Why is Big Data Important?

The importance of big data doesn’t simply revolve around how much data you have. The value lies in how you use it. By taking data from any source and analyzing it, you can find answers that

  1. streamline resource management
  2. improve operational efficiencies
  3. optimize product development
  4. drive new revenue and growth opportunities
  5. enable smart decision making.

When you combine big data with high-performance analytics provided by Google Cloud services, you can accomplish business-related tasks such as:

  • Determining root causes of failures, issues and defects in near-real time.
  • Spotting anomalies faster and more accurately than the human eye.
  • Improving patient outcomes by rapidly converting medical image data into insights.
  • Recalculating entire risk portfolios in minutes.
  • Sharpening deep learning models’ ability to accurately classify and react to changing variables.
  • Detecting fraudulent behavior before it affects your organization.

How Google Cloud services helps?

Google Cloud Platform provides a bunch of different services, which cover all popular needs of data and Big Data applications.

We would be discussing two critical services i.e. BigQuery and BigTable here.

1 - BigQuery

Analyse your Big Data with fast and reliable BigQuery Analytics.

BigQuery’s serverless infrastructure lets you focus on your data instead of resource management. BigQuery combines a cloud-based data warehouse and powerful analytic tools.

BigQuery storage

  • BigQuery stores data using a columnar storage format that is optimized for analytical queries.

  • BigQuery presents data in tables, rows, and columns and provides full support for database transaction semantics (ACID).

## YOUR ASSIGNMENT
Pick up the text on big data and Google Cloud's BigQuery after its final sentence and keep writing.

## STORED DATA

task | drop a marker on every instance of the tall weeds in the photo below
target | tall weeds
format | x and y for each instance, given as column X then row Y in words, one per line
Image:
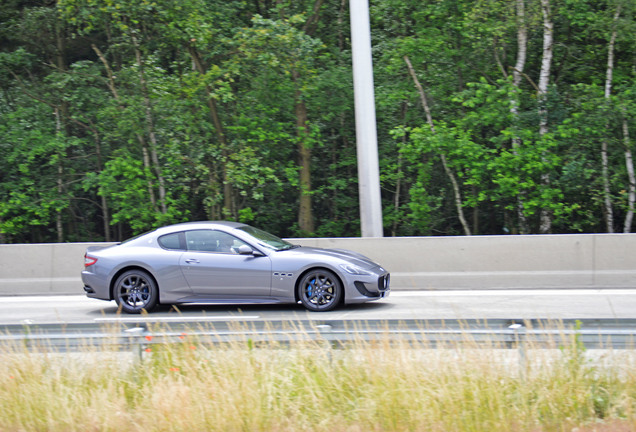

## OUTPUT
  • BigQuery storage is automatically replicated across multiple locations to provide high availability.

BigQuery analytics

  • Descriptive and prescriptive analysis uses include business intelligence, ad hoc analysis, geospatial analytics, and machine learning.

  • You can query data stored in BigQuery or run queries on data where it lives using external tables or federated queries including Cloud Storage, Bigtable, Spanner, or Google Sheets stored in Google Drive.

Learn

Learn more from the official documentation.

2 - BigTable

Store your Big Data in fast and highly scalable BigTable storage services.

Cloud Bigtable is a sparsely populated table that can scale to billions of rows and thousands of columns, enabling you to store terabytes or even petabytes of data. A single value in each row is indexed; this value is known as the row key. Bigtable is ideal for storing very large amounts of single-keyed data with very low latency. It supports high read and write throughput at low latency, and it is an ideal data source for MapReduce operations.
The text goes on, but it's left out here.